(Dataset entries)

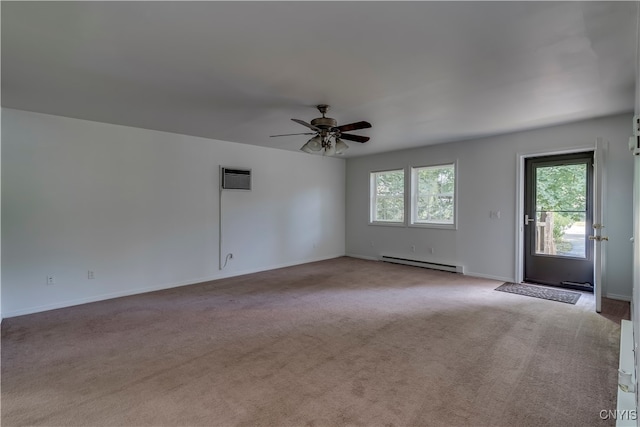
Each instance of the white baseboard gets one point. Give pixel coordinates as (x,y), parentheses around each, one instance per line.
(137,291)
(618,297)
(368,258)
(489,276)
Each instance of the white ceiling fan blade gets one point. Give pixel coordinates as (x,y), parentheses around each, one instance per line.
(303,123)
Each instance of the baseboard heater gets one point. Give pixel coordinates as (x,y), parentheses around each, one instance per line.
(453,268)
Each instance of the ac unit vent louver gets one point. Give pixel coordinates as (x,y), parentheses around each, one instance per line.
(235,179)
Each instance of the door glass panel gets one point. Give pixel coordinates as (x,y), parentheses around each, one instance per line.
(561,210)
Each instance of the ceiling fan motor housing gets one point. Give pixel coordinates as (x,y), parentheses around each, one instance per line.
(324,123)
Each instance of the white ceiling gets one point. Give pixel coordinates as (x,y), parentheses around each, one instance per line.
(420,72)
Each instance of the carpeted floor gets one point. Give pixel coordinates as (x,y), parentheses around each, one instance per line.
(333,343)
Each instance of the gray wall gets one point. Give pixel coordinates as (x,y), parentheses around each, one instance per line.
(139,208)
(487,181)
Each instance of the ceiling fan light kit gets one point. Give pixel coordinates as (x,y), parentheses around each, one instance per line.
(328,135)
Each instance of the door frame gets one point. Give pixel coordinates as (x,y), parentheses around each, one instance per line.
(520,179)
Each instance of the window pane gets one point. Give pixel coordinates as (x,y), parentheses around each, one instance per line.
(388,196)
(561,234)
(561,188)
(434,194)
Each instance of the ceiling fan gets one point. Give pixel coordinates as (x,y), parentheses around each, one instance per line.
(328,136)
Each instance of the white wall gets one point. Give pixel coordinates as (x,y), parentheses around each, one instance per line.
(487,181)
(140,209)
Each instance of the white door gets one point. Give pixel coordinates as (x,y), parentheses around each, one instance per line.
(598,237)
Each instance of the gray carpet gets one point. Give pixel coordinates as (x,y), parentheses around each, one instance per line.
(540,292)
(342,342)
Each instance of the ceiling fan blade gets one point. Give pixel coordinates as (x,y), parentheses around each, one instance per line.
(356,138)
(303,123)
(289,134)
(354,126)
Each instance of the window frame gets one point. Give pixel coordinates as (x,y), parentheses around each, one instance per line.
(413,198)
(373,198)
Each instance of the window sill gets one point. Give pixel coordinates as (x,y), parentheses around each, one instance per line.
(388,224)
(440,226)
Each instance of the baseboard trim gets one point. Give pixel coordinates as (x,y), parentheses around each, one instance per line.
(489,276)
(137,291)
(368,258)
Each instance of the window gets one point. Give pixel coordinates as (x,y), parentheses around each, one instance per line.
(433,195)
(387,197)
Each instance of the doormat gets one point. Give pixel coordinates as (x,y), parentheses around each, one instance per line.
(540,292)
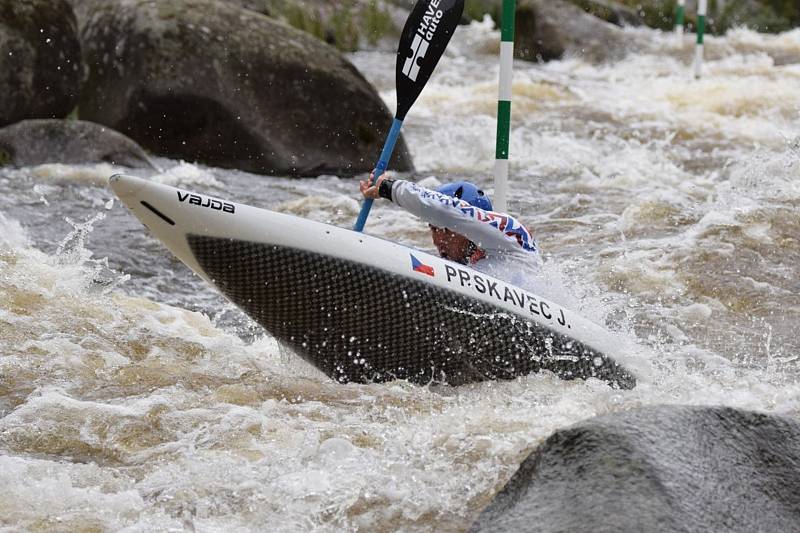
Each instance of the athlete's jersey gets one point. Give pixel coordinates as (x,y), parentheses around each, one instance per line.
(511,252)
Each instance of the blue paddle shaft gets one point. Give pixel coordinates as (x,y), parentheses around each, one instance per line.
(380,168)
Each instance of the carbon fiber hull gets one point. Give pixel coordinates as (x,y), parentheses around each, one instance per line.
(359,322)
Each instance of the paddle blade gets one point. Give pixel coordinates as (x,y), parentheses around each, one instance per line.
(425,36)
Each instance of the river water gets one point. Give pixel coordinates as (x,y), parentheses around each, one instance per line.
(132,397)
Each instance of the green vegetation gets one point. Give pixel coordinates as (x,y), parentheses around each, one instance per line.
(760,15)
(476,9)
(765,15)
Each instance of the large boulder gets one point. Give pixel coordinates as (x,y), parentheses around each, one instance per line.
(551,29)
(665,468)
(40,60)
(212,82)
(34,142)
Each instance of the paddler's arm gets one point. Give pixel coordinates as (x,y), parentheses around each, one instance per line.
(490,231)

◆ **Goal of the exercise**
Type out the entries again without a single change, and leave the pictures out.

◆ **Solution to this exercise**
Each instance of the white baseboard gets one point. Give pixel coordinates as (x,y), parentheses around each, one instance per line.
(137,291)
(618,297)
(368,258)
(489,276)
Each instance of the white ceiling fan blade gets one point. Give pixel coordinates as (x,y), parentheses around each, one instance per line.
(303,123)
Each instance of the baseboard heater gets one point. Give pixel coordinates as (x,y), parentheses around each, one instance per line.
(453,268)
Each instance of the ac unit vent louver gets one point. Give pixel coordinates as (x,y), parentheses around each, one instance per line.
(235,179)
Each instance of the door glass panel gets one point. Give pixel coordinates as (x,y), parentheses around each, one instance per line.
(561,210)
Each instance of the ceiling fan motor housing gets one point. Give pixel coordinates as (x,y), parentheses around each, one instance per line.
(324,123)
Each instance of the white ceiling gets one point. Give pixel coordinates as (x,y), parentheses around each, one instance per line.
(420,72)
Each instance of the carpeted floor gets one point. Give pixel coordinates as (x,y), parentheses around each, one instance per line.
(333,343)
Each instance of the gray wall gets one point. Give pixel coordinates as (x,y), parentheses around each, one instance per line.
(139,208)
(487,181)
Each instance of the ceiling fan light kit gets one point. Give pixel coordinates as (x,y), parentheses around each, one instance per line.
(328,135)
Each instance of the door frame gets one point. Give pixel coordinates as (x,y), parentheses around each, one instance per line.
(520,179)
Each instance of the window pane gets one point. Give pixel coordinates as (x,y), parentheses around each, one instance per line.
(388,196)
(561,234)
(561,188)
(434,194)
Each instance of the ceiling fan gets one point. Give pixel coordinates as (x,y), parentheses around each, one instance per line.
(328,136)
Each instance of the white wall gets one point. Give pixel coordinates as (x,y), parentheses around each, one instance per line.
(487,181)
(140,209)
Each instance of the white door gets one point. Give pixel coordinates as (x,y), parentheses around each, one instance per line.
(598,237)
Each instance of the gray carpet gets one point. Give pixel coordinates as (x,y), parentheses around each, one instance per line.
(540,292)
(342,342)
Each instance of the ceiling fan blade gets one point. Give pixel coordinates as (x,y), parentheses around each, one instance per line.
(356,138)
(303,123)
(289,134)
(354,126)
Each instance of the window frame gets one point. Give pixel coordinates as (x,y), parentheses around each, one instance per line.
(413,198)
(373,198)
Each instance of the window sill gets one point. Give pixel coordinates as (x,y), parentheses around each, one instance per line.
(388,224)
(440,226)
Each instance of the baseboard trim gets one point. Give pixel coordinates as (x,y), parentheses around each, one instance per line.
(489,276)
(137,291)
(368,258)
Each instance of the window gets one point. Give pixel coordinates as (x,y), parentheses around each, one instance per line.
(433,195)
(387,197)
Each instance of the doormat gets one point. Give pixel coordinates as (x,y), parentheses around each, one instance per line.
(540,292)
Each instance of the athlete's jersey gets one point. Give pixel coordinates as (x,y), parentheses around each, one instance per line.
(511,252)
Each instance of the blue paddle shaft gets one point. Give pixel coordinates as (x,y), parentheses around each, one instance per line.
(380,168)
Each instance of the carbon fiber hull gets one point. Give pixel coordinates as (x,y), parentheses around each, one instance per line.
(359,322)
Each instance of the paddle blade gets one point. Give pixel coordinates as (x,y), parentheses around each, one instance per line.
(425,36)
Each instance of the river water gets one point. Give pixel coordinates as (x,y), parentheses around each, one instance per line.
(132,397)
Each instance of the green vegetation gets one point. Give pixel coordinates as (x,y), parentheses around each, one instance per line.
(760,15)
(476,9)
(765,15)
Each instance of the large boulder gets one point. Give pixel coordinates as (x,y), parentheses around each, one instance per line.
(551,29)
(665,468)
(40,60)
(212,82)
(34,142)
Each instance of the paddler's arm gets one point. Give pixel coordinates as (x,y), parentheses around each, one instance per line.
(490,231)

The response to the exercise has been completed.